─── Selected text

But the recent near-death experience has put him into a deep funk. Unfortunately, he was never a favorite of some of the detective squad and his depressed, moody attitude makes him more of a thorn in their side. To get him out of their way, and to increase the main department budget, they put MØrck in charge of the newly-developed Department Q--a Cold Case department--expecting he will do nothing.
After sitting around contemplating the inside of his eyelids, he is motivated first by the economics involved in his "promotion" and second by his unique and highly-energetic new assistant. He soon finds himself following up on a five-year-old case of a politician gone missing. Was she murdered, kidnapped, victim of an accident, or did she commit suicide? The body of Merete Lynggaard was never found.

──────
─── Extracted entries

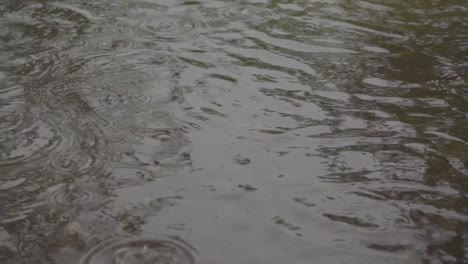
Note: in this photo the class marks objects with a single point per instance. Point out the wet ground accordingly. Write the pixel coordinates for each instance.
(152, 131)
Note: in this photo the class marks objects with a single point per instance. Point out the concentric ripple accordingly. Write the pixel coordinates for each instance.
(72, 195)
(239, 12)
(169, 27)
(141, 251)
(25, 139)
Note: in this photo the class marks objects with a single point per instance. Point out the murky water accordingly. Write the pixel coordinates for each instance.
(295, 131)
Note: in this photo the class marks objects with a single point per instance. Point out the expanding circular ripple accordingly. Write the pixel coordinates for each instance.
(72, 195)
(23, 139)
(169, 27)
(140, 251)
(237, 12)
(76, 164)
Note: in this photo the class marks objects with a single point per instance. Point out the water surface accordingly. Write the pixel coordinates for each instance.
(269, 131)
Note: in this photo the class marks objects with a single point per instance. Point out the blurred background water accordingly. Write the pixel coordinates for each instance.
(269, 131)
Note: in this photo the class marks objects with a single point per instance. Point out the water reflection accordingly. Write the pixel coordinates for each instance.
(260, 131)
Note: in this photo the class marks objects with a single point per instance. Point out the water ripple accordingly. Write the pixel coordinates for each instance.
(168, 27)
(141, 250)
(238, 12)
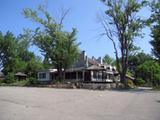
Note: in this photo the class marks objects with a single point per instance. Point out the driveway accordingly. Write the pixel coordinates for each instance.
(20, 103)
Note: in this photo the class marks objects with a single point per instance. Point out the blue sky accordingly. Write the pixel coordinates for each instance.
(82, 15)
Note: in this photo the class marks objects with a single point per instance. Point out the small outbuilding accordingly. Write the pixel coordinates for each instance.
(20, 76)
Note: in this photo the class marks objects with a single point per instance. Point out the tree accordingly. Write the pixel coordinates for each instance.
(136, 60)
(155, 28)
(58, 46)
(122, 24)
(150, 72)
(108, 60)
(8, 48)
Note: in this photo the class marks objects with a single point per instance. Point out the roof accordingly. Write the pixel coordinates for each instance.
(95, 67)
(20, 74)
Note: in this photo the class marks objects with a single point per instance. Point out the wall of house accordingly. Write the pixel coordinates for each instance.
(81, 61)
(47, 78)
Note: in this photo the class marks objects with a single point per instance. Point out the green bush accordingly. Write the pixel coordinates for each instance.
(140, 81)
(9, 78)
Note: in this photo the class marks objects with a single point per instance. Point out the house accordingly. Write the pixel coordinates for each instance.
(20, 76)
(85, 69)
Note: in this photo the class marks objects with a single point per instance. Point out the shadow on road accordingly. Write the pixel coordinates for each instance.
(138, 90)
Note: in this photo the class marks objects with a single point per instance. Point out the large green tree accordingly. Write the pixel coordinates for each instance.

──────

Direction 1:
Could you copy the Department Q passage between "But the recent" and "will do nothing.", inclusive?
Direction 2:
Answer these questions about the Department Q passage:
(a) What kind of department is Department Q?
(b) How old is the case that gets followed up?
(c) Whose body was never found?
Direction 3:
Will you continue the Department Q passage from the point where it stops?

Exercise response 1:
But the recent near-death experience has put him into a deep funk. Unfortunately, he was never a favorite of some of the detective squad and his depressed, moody attitude makes him more of a thorn in their side. To get him out of their way, and to increase the main department budget, they put MØrck in charge of the newly-developed Department Q--a Cold Case department--expecting he will do nothing.

Exercise response 2:
(a) A Cold Case department.
(b) Five years old.
(c) Merete Lynggaard's.

Exercise response 3:
This is the first of a new series for Jussi Adler-Olsen and the presentation of the probable ongoing characters is nicely done. We learn enough to keep interest, but not so much that the background gets in the way of the story. In fact, with his assistant (ostensibly "maintenance man") there are a few mysteries hinted, which I'm sure will be revealed in forthcoming books.
As for the lost cause cold case that intrigues MØrck: it is deftly presented with separate chapters that deal with the victim from shortly before the time of her disappearance; with each Lynggaard chapter, you learn more about her and what might have happened. It's gripping down to the action-packed finale. In the last scene, The Keeper of Lost Causes is also touching with the emotions of MØrck, and all those involved.
Fine story. Fine writing (and translation).